PROBLEM SET
• a. Quote from the comment thread on the watch-list gun legislation, starting at the words "Leaving aside the" and stopping after "by speaking freely?".
• b. Write what comes next in the comment thread on the watch-list gun legislation, picking up after its final sentence.

STUDY TEXT
────────────────────

Leaving aside the debate about guns, it is somewhat chilling to think that we would allow constitutional rights to be removed from individuals without their knowledge, due process, or recourse. If we are willing to accept this, why would it stop there? Shouldn't people on the terrorist watch list also be prevented from spreading their hate by speaking freely?

This is a BAD BAD BAD piece of legislation!

McCain has a serious terrorism problem if everyone would quit ignoring it.

McCain repeatedly voted against federal legislation banning domestic terrorism against patients, doctors, and staff of abortion and women's health clinics.

Also, McCain asked convicted felon G. Gordon Liddy — who has advocated killing federal agents and said Adolf Hitler gave him strength — to host a fundraiser for him in 1998.

"This is the height of hypocrisy for TPM. I am really disappointed, because you folks so rarely stoop to this sort of thing."

JLanders, I think you are missing the point here. This is not TPM's hypocrisy, but McCain's and the Bush administration's.

────────────────────

Natural-language object grounding data:

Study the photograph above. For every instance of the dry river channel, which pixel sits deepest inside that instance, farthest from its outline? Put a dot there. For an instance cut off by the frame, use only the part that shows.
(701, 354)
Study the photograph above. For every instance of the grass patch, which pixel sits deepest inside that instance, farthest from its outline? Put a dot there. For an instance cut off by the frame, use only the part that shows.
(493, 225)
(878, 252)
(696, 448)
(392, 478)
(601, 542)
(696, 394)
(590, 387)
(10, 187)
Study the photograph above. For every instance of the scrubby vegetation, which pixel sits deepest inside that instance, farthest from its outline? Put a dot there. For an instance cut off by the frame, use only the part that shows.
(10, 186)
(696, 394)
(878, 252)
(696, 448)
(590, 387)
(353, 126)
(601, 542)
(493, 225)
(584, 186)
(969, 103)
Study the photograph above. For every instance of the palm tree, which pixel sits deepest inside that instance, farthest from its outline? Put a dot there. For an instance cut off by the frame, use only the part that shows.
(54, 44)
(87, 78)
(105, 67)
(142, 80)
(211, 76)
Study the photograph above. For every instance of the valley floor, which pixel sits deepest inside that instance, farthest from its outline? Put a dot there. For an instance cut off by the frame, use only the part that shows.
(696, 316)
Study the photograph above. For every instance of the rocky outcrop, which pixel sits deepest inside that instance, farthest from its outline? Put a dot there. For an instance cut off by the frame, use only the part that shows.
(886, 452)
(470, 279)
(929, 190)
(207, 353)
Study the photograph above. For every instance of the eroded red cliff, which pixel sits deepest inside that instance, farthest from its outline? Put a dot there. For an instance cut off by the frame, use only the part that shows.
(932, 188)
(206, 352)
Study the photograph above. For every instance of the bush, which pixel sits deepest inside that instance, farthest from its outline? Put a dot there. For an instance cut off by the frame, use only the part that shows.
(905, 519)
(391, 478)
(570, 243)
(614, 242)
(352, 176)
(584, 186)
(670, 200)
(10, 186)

────────────────────

OUTPUTS BY TASK
• a.
Leaving aside the debate about guns, it is somewhat chilling to think that we would allow constitutional rights to be removed from individuals without their knowledge, due process, or recourse. If we are willing to accept this, why would it stop there? Shouldn't people on the terrorist watch list also be prevented from spreading their hate by speaking freely?

• b.
The list is obviously unfair, it has random names on it and seems to have been cobbled together arbitrarily.

But the people who have put it together and enforced it are now bowing down to the gun lobby. If the people on the list are indeed too dangerous to fly, so much so that according to our president they can wreak havoc with nothing more than box cutters and can put our entire country at risk -- why on earth allow them to buy guns?

Either they have a standard and they stick to it, or they don't. The point is, they don't.

Well well, looke here. Zack got a new job! I guess he is crawling his way back up after being fired ... er forced to resigned .... um quit from the NY Observer.

Looks like I have a new place to Fisk you.

It looks like McCain wants to give guns to terrorists. If he didn't, he'd say so, right? The terrorism connections are piling up, my friends. Like his campaign manager said, "Terrorism helps McCain."

he's in Ashcroft territory - or did y'all forget 'the gun sales records must be immediately destroyed!' gambit of 02 ?

http://www.reason.com/news/show/28334.html

tasty - excellent work TPM !

Wow, great find. McCain's campaign literally aiding terrorists.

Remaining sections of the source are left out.